À faire:
**1.** Quelles sont les quatre humeurs citées dans l'article sur la théorie des humeurs ?
**2.** Pouvez-vous poursuivre l'article sur la théorie des humeurs à la suite de sa dernière phrase ?

Extrait du texte:
SPÉCIALISTE de Shakespeare, Gail Paster, s'étonnait d'y trouver « un langage des émotions et des pensées qui lui paraissait parfois étrange », dit-elle au « Quotidien ». A la recherche d'explications, elle a lu d'autres uvres critiques de l'époque élisabéthaine, ainsi que la littérature vernaculaire et les recettes de ménage contemporaines et elle y a découvert que le langage des humeurs y avait une place très importante.
Dans un ouvrage consacré à la même période**, l'historienne de la médecine Nancy Siraisi rappelle que c'est l'un des traités d'Hippocrate qui présenta la première description des quatre humeurs qui vont, pendant des siècles, servir de référence standard en physiologie, le sang, le flegme, la bile et l'atrabile (ou bile noire). « Ces humeurs étaient des fluides réels auxquels avaient été attribués des origines, des sites et des fonctions largement hypothétiques », précise-t-elle. Leurs caractéristiques firent l'objet de descriptions variées auxquelles ont contribué notamment Galien et Avicenne.
Une explication matérielle.
Le flegme représentait toute sécrétion incolore ou blanchâtre, à l'exception du lait et du sperme, et le cerveau était l'organe auquel il était le plus souvent associé. La bile jaune ou rouge se trouvait dans la vésicule biliaire mais provenait du foie, où étaient également fabriqués la bile noire et le sang. La bile noire était contenue dans un réceptacle imaginaire de la rate. Le sang occupait une place spéciale parmi les humeurs. Selon Galien, le sang, incorporant les autres humeurs, nourrissait le corps. Enfin, c'est l'équilibre des humeurs qui était considéré comme étant responsable de la disposition physique autant que psychologique de l'individu. « La théorie humorale est probablement l'exemple le plus frappant de la préférence habituelle de la médecine ancienne, médiévale et de la Renaissance pour une explication matérielle des états mentaux et émotionnels », indique Nancy Siraisi dans son livre.
A chacune des quatre humeurs étaient associées des qualités, rappelle Gail Paster. Au sang, le chaud et l'humide, au flegme, le froid et l'humide, à la bile, le chaud et le sec, et à la bile noire, le froid et le sec. Ces qualités étaient à leur tour associées à des pensées, des émotions et des comportements. Par exemple, le chaud stimulait l'action et le froid la décourageait. C'est la chaleur et la bile du jeune guerrier qui lui donnait son impulsivité tandis que le lâche était flegmatique, etc. Cette association de qualités et de comportements « constitue la clé du vocabulaire des humeurs dans Shakespeare et les autres textes de la même époque », indique Gail Paster au « Quotidien »,.

Données fournies:
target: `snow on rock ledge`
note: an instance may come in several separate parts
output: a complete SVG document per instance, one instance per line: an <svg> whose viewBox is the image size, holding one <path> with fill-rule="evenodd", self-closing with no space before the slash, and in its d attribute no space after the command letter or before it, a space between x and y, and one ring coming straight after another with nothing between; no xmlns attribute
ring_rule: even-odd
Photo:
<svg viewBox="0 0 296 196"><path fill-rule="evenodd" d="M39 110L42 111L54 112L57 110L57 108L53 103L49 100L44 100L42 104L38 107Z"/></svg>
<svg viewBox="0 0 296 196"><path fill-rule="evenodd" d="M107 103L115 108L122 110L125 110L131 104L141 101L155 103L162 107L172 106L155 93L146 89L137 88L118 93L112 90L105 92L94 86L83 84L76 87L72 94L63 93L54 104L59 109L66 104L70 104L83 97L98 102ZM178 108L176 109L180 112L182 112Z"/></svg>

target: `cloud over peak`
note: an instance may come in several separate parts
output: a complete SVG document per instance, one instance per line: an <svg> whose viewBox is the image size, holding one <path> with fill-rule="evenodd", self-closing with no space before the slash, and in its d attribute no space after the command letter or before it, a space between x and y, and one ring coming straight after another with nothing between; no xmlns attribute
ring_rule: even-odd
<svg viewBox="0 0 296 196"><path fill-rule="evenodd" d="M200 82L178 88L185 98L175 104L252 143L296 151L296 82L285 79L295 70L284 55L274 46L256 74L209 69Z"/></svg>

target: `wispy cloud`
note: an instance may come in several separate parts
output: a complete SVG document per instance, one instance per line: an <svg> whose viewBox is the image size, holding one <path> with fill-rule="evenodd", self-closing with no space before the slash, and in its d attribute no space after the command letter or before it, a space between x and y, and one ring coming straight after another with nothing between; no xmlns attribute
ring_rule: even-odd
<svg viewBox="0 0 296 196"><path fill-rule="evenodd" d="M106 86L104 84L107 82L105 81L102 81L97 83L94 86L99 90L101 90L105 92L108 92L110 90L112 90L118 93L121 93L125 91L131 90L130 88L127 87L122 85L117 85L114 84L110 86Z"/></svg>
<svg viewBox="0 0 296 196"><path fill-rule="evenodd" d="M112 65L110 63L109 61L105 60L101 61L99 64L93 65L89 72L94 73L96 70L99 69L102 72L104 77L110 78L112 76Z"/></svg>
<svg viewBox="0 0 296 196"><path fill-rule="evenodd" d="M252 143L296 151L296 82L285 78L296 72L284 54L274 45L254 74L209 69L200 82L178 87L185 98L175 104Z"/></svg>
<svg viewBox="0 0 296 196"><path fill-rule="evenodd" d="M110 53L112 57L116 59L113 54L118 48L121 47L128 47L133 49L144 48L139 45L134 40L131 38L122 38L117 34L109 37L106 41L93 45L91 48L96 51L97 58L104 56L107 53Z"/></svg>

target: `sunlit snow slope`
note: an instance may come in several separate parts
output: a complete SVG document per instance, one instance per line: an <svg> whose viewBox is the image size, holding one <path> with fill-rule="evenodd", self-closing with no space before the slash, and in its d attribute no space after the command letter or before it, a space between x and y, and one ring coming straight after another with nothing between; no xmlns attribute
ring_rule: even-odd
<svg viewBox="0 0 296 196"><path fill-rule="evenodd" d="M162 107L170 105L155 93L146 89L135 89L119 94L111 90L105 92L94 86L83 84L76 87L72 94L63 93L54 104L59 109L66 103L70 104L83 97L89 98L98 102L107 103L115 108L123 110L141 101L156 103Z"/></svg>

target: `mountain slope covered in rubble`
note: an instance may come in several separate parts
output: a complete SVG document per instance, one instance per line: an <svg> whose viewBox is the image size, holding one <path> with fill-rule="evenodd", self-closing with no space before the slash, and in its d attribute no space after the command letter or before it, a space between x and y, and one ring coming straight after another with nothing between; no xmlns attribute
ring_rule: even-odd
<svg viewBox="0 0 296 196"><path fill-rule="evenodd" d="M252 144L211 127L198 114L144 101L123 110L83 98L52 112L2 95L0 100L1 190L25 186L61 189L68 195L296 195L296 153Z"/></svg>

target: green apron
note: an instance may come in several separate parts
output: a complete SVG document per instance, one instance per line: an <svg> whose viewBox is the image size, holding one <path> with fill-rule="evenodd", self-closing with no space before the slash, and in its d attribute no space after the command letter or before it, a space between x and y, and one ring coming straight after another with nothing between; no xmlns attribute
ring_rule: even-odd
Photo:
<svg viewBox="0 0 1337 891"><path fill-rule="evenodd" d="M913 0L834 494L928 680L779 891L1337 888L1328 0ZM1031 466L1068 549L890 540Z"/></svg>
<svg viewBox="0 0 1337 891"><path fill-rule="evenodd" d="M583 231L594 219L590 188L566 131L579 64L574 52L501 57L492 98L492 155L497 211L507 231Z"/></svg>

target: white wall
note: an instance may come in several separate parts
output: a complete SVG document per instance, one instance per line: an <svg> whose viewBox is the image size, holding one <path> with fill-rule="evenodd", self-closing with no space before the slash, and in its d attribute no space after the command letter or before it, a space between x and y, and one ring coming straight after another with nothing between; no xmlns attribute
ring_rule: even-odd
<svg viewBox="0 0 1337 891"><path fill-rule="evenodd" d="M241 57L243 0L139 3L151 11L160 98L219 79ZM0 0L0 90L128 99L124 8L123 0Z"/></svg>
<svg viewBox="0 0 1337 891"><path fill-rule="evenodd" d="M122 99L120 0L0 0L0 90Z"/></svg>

Réponses:
**1.** Le sang, le flegme, la bile et l'atrabile (ou bile noire).

**2.**
Ces propriétés des humeurs expliquent, par exemple, pourquoi Hamlet, dans la dernière tirade de la scène 2 de l'acte 2, se lamente de sa propre lâcheté en s'exclamant : « J'ai un foie de pigeon et je n'ai pas de vésicule biliaire ». Ce qui est sous-entendu ici, c'est que son foie est trop petit pour fabriquer le sang nécessaire et il ne possède pas de bile. Il est donc froid. Il est dépourvu de la chaleur qui incite à l'action.
C'est d'une toute autre façon que Nym, un personnage secondaire au langage incohérent qui apparaît dans « Henri V » et que l'on retrouve dans « les Joyeuses Commères de Windsor », impose son humeur. En ponctuant son discours de variations de l'expression « En voilà l'humeur », il « justifie son comportement rustre » et témoigne de son refus de remettre en cause son discours ou ses actions, explique Gail Paster. Et elle ajoute que les humeurs, dans l'usage qu'en fait Nym, deviennent « la base d'une manière de vivre, d'une façon d'appartenir au monde, une façon mal adaptée et incohérente caractérisée par de l'impulsivité et de l'agressivité ».
L’ordre naturel
Pour Gail Paster, une utilisation plus convaincante des humeurs se trouve dans l'acte 4 du « Marchand de Venise », lorsque le prêteur Shylock, dans son discours, transforme sa haine pour le marchand Antonio « en une incompatibilité humorale intense ». « Il se sert des humeurs du corps comme de quelque chose qui, par convention, passe avant une différence religieuse, ethnique… », précise la professeure de lettres. Il compare sa haine pour Antonio à ce que l'on pourrait assimiler à une allergie ou une phobie, au fait que certains hommes détestent les chats ou ne peuvent s'empêcher d'uriner lorsqu'ils entendent le son de la cornemuse, ou n'aiment pas le porc. « C'est une antipathie naturelle, qu'il décrit comme étant "son humeur" et qui, de cette façon, est enracinée dans l'ordre naturel des choses ; contre laquelle il n'y a pas de réponse », insiste Gail Paster. Pour circonvenir l'argument, Portia, qui est déguisée en homme de loi, est forcée à changer de registre et à quitter le domaine du naturel pour passer à celui du symbolique.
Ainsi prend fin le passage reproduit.